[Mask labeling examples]
--- Begin ---

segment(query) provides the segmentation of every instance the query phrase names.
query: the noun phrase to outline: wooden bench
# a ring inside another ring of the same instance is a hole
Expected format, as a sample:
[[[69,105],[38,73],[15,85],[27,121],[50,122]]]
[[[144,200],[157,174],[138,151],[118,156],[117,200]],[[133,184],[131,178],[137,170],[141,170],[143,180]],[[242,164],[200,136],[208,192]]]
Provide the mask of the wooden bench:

--- End ---

Extract every record and return it verbatim.

### Answer below
segment(query) provides the segmentation of every instance the query phrase names.
query: the noun phrase to outline: wooden bench
# a ring inside another ring of the same instance is a hole
Expected format, as a sample:
[[[69,105],[38,73],[15,85],[27,121],[50,122]]]
[[[144,200],[157,174],[138,151],[118,156],[117,200]],[[133,184],[131,178],[137,170],[141,170],[143,180]],[[242,164],[200,136],[208,192]]]
Provide the mask of the wooden bench:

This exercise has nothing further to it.